Segment Start: Material for the task

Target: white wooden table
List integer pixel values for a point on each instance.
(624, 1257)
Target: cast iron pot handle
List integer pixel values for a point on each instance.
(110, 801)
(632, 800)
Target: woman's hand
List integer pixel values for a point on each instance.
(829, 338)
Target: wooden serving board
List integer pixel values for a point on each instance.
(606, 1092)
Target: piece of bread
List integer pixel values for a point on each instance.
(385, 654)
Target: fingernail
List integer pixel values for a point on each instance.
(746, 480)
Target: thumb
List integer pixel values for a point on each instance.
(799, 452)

Segment End: Material for the task
Segment Start: Material for the task

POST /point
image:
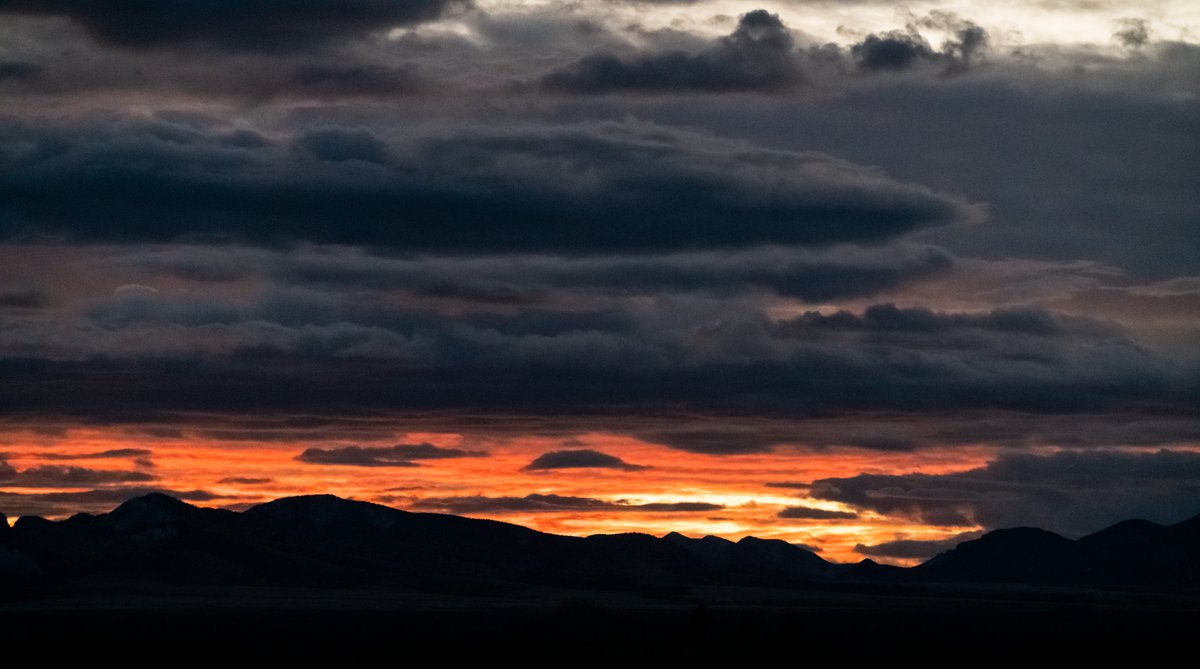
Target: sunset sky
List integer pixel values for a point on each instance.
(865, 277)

Segment End: Material for the task
Segment Start: Material for the task

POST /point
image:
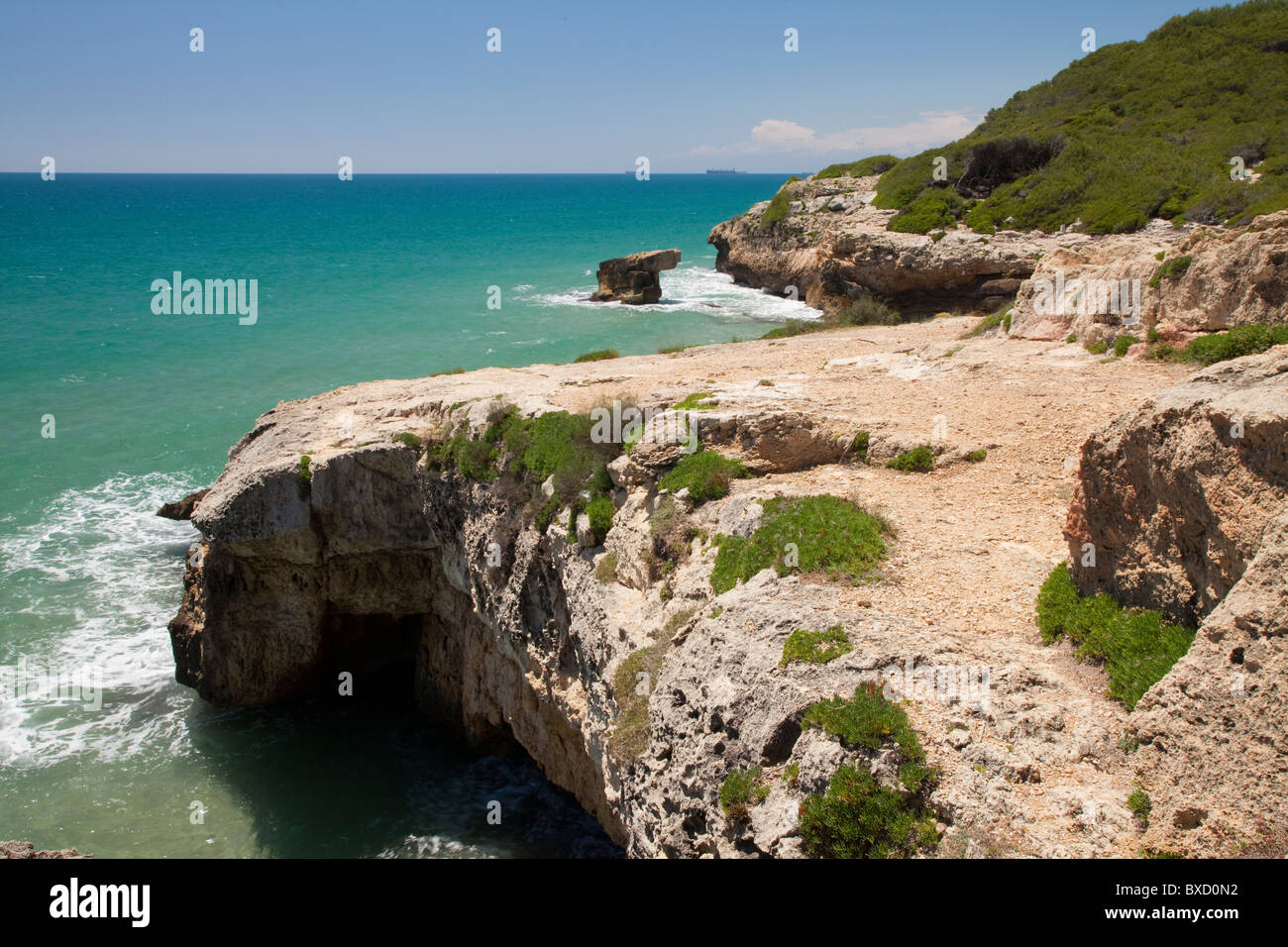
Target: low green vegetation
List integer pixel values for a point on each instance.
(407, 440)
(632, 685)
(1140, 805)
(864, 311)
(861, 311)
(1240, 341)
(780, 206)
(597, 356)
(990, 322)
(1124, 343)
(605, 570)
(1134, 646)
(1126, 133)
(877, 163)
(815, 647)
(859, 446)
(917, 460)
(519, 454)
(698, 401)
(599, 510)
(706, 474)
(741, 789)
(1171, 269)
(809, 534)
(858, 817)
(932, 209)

Segment End: Material for the task

Exercise directions: Take every line from the data above that holds "wooden" and copy it out.

Response:
Target: white wooden table
Target: wooden serving board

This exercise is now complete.